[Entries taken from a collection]
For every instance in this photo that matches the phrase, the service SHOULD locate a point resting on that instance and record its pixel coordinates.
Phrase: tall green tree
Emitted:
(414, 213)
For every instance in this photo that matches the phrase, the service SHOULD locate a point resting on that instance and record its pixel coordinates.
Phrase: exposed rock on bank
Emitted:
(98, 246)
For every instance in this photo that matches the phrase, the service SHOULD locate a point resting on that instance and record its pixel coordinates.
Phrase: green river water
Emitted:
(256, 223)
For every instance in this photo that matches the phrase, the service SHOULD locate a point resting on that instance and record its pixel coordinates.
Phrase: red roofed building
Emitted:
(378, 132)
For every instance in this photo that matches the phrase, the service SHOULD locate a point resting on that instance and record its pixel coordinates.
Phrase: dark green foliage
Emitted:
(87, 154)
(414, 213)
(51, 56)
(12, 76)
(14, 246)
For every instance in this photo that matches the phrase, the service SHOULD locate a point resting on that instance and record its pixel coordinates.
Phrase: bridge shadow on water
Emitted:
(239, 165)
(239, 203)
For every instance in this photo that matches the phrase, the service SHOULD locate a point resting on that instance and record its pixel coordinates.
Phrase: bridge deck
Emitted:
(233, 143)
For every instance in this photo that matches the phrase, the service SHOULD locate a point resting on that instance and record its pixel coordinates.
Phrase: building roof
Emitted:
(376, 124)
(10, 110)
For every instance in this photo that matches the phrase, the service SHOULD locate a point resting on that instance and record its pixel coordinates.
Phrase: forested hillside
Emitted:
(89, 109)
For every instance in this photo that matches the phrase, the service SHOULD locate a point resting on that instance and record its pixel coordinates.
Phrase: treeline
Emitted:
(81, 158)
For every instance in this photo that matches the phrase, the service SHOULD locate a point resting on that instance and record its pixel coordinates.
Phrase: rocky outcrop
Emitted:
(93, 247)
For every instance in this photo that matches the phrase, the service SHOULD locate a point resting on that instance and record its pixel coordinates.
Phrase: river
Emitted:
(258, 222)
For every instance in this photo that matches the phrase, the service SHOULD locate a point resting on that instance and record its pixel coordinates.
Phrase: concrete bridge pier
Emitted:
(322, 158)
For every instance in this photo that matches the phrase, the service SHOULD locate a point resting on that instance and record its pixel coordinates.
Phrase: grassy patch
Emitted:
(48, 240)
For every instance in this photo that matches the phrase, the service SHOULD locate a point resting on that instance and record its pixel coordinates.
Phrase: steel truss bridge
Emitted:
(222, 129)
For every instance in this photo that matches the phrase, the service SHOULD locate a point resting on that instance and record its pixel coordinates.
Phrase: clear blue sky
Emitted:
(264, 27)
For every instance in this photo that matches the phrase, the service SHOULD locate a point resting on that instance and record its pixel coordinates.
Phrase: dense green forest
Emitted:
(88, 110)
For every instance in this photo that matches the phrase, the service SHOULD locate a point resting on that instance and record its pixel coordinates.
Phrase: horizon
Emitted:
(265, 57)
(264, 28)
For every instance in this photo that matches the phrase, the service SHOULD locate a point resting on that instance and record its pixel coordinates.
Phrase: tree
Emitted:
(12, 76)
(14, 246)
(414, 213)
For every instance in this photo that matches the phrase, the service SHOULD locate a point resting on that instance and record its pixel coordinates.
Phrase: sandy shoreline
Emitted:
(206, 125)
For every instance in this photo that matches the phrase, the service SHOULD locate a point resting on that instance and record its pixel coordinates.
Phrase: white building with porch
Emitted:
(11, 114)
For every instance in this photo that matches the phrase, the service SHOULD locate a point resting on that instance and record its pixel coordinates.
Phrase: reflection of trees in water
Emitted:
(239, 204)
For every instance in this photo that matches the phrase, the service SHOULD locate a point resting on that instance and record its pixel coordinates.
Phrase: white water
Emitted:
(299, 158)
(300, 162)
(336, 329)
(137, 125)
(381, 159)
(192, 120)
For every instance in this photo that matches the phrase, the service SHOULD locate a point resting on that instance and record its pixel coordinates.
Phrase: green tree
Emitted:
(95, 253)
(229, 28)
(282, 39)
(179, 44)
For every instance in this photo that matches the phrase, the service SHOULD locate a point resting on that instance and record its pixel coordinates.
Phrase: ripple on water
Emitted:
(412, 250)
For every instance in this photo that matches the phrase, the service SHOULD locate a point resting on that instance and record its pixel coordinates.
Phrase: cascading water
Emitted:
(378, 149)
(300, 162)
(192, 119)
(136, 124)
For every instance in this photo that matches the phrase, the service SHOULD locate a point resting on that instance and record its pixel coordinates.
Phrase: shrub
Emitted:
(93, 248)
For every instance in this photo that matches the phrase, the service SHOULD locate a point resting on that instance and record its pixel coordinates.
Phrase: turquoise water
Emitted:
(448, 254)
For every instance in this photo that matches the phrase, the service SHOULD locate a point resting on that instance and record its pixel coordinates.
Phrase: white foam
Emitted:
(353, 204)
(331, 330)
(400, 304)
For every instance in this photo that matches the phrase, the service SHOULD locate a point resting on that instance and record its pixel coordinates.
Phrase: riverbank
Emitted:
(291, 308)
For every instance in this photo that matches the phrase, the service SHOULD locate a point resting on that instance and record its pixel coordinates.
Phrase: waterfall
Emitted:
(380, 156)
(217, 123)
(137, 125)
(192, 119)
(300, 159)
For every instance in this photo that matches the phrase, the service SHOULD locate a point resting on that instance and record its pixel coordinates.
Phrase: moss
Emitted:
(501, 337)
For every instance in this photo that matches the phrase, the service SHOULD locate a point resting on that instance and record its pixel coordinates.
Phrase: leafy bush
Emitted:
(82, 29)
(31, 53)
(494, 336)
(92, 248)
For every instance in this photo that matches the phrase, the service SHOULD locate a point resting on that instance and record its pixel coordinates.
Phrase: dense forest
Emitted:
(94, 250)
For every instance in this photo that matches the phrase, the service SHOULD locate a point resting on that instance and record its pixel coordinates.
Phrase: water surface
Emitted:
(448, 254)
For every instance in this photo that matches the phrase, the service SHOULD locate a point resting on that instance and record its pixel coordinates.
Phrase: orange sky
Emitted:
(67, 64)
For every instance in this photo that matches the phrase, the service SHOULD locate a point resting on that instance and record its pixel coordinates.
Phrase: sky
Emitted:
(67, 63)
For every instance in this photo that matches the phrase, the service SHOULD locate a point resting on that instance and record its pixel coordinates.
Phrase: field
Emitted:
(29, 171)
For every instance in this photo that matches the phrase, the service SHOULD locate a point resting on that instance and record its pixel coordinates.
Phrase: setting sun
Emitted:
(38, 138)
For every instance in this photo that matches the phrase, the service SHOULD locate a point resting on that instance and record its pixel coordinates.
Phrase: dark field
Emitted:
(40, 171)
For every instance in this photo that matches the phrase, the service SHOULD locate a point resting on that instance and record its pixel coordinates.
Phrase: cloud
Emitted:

WHAT YOU WILL DO ->
Give a word-for-word restatement of every record.

RESULT OF THE TASK ->
For every instance in this photo that matches the phrase, the service SHOULD locate a point resting on that instance and record its pixel coordinates.
Phrase: tall green tree
Emitted:
(414, 213)
For every instance in this photo that matches the phrase, the service SHOULD locate a point resting on that instance and record its pixel coordinates.
Phrase: exposed rock on bank
Emitted:
(98, 246)
For every instance in this photo that matches the phrase, the service SHOULD locate a point resting on that instance and record its pixel coordinates.
Phrase: green river water
Emitted:
(256, 223)
For every instance in this photo that matches the phrase, the service SHOULD locate a point resting on that instance and record its pixel coordinates.
Phrase: red roofed building
Emitted:
(378, 132)
For every instance in this photo that matches the phrase, the service SHOULD locate a point resting on that instance and record its pixel coordinates.
Phrase: dark green foliage
Emitted:
(87, 154)
(414, 213)
(51, 56)
(12, 76)
(14, 246)
For every instance in this photo that matches the phrase, the service SHOULD locate a point resting on that instance and record its pixel coordinates.
Phrase: bridge shadow on water
Emitted:
(239, 165)
(239, 203)
For every instance in this photo that matches the phrase, the service SHOULD locate a point resting on that instance and record its pixel coordinates.
Phrase: bridge deck
Emitted:
(233, 143)
For every instance in this photo that matches the phrase, the service SHOULD locate a point resting on that instance and record its pixel coordinates.
Phrase: building roof
Emitted:
(376, 124)
(10, 110)
For every instance in this photo that matches the phrase, the service SHOULD locate a point resting on that instance and record its pixel coordinates.
Phrase: forested hillside
Emitted:
(89, 109)
For every instance in this photo that matches the phrase, the service SHOULD locate a point resting on that instance and record its pixel coordinates.
Phrase: treeline
Emitted:
(81, 158)
For every instance in this photo that matches the phrase, the service SHOULD locate a point resting on that instance and record its pixel coordinates.
Phrase: rocky outcrop
Emitted:
(93, 247)
For every instance in this photo that matches the phrase, the service SHOULD locate a point resting on that instance and record its pixel coordinates.
Phrase: river
Emitted:
(258, 222)
For every instance in this photo that matches the phrase, the service SHOULD locate a point resting on that instance and record its pixel coordinates.
Phrase: concrete bridge pier
Emitted:
(322, 158)
For every instance in this photo that matches the phrase, the service SHOULD locate a point resting on that instance and record its pixel coordinates.
Phrase: grassy patch
Emitted:
(48, 240)
For every instance in this photo that matches the phrase, the service SHOULD locate a point resting on that instance and record its pixel coordinates.
Phrase: steel truss bridge
Emitted:
(222, 129)
For every instance in this photo that matches the phrase, the service SHOULD locate a point resting on that instance and record its pixel coordinates.
Phrase: clear blue sky
Emitted:
(264, 27)
For every instance in this photo that matches the phrase, the service SHOULD locate a point resting on that instance and record its pixel coordinates.
Phrase: dense green forest
Emitted:
(88, 110)
For every instance in this photo that matches the phrase, the service SHOULD locate a point resting on that instance and record its pixel coordinates.
Phrase: horizon
Emitted:
(265, 57)
(264, 28)
For every instance in this photo that matches the phrase, the service SHOULD locate a point resting on that instance and record its pixel coordinates.
Phrase: tree
Emitted:
(12, 76)
(14, 246)
(414, 213)
For every instance in this photo that matches the phrase, the service SHOULD locate a point resting on that instance and record its pixel coordinates.
Phrase: sandy shoreline
Emitted:
(206, 125)
For every instance in this photo that matches the phrase, the service SHOULD locate a point resting on that instance and record its pixel coordinates.
Phrase: white building with porch
Emitted:
(11, 114)
For every instance in this photo that matches the phrase, the service SHOULD locate a point resting on that instance and record its pixel coordinates.
Phrase: reflection of trees in water
Emitted:
(239, 204)
For every instance in this photo that matches the phrase, the service SHOULD locate a point resting on that instance and record its pixel coordinates.
Phrase: white water
Emitted:
(299, 158)
(300, 162)
(336, 329)
(137, 125)
(381, 159)
(192, 120)
For every instance in this photo that matches the phrase, the service SHOULD locate a point resting on that instance and record its pixel coordinates.
Phrase: green tree
Emitted:
(95, 253)
(229, 28)
(282, 39)
(179, 44)
For every instance in this photo that matches the phrase, the service SHOULD locate a point resting on that instance and record its pixel coordinates.
Phrase: ripple on water
Emitted:
(412, 250)
For every instance in this photo that matches the phrase, the service SHOULD locate a point resting on that instance and record its pixel coordinates.
Phrase: cascading water
Emitted:
(378, 149)
(300, 162)
(192, 119)
(136, 124)
For every instance in this photo that matches the phrase, the service SHOULD locate a point resting on that instance and record its pixel coordinates.
Phrase: shrub
Emitted:
(93, 248)
For every instance in this photo that matches the phrase, the service SHOULD locate a point resting on that instance and record its pixel coordinates.
Phrase: turquoise water
Emitted:
(448, 254)
For every instance in this photo that matches the phrase, the service SHOULD locate a point resting on that instance and record its pixel coordinates.
Phrase: white foam
Emitted:
(353, 204)
(331, 330)
(400, 304)
For every instance in this photo that matches the phrase, the service SHOULD locate a point resting on that instance and record its pixel coordinates.
Phrase: riverbank
Emitted:
(291, 308)
For every instance in this photo that matches the phrase, the service SHOULD locate a point resting on that instance and record its pixel coordinates.
Phrase: waterfall
Emitted:
(380, 156)
(217, 123)
(137, 125)
(192, 119)
(300, 159)
For every instance in this photo that matches the phrase, the service SHOULD locate a point resting on that instance and record its pixel coordinates.
Phrase: moss
Emitted:
(501, 337)
For every instance in this photo that matches the phrase, the service SHOULD locate a point resting on that instance and record its pixel coordinates.
Phrase: leafy bush
Emitted:
(82, 29)
(31, 53)
(494, 336)
(92, 248)
For every instance in this photo that matches the phrase, the service SHOULD locate a point resting on that instance and record its pixel coordinates.
Phrase: dense forest
Emitted:
(94, 250)
For every instance in this photo that matches the phrase, the service SHOULD locate a point resting on that instance and record its pixel coordinates.
Phrase: water surface
Emitted:
(448, 254)
For every instance in this photo that matches the phrase, the service SHOULD locate a point resting on that instance and record its pixel coordinates.
Phrase: orange sky
Emitted:
(67, 64)
For every instance in this photo that matches the phrase, the service SHOULD locate a point resting on that instance and record its pixel coordinates.
Phrase: sky
Emitted:
(67, 63)
For every instance in this photo that matches the phrase, the service SHOULD locate a point resting on that instance and record its pixel coordinates.
Phrase: field
Emitted:
(29, 171)
For every instance in this photo that matches the phrase, the service SHOULD locate a point resting on that instance and record its pixel coordinates.
Phrase: setting sun
Emitted:
(38, 138)
For every instance in this photo that matches the phrase, the service SHOULD locate a point resting on that instance and record its pixel coordinates.
Phrase: dark field
Emitted:
(40, 171)
For every instance in this photo that matches the phrase, the service SHOULD locate a point resting on that instance and record its pixel coordinates.
Phrase: cloud
Emitted:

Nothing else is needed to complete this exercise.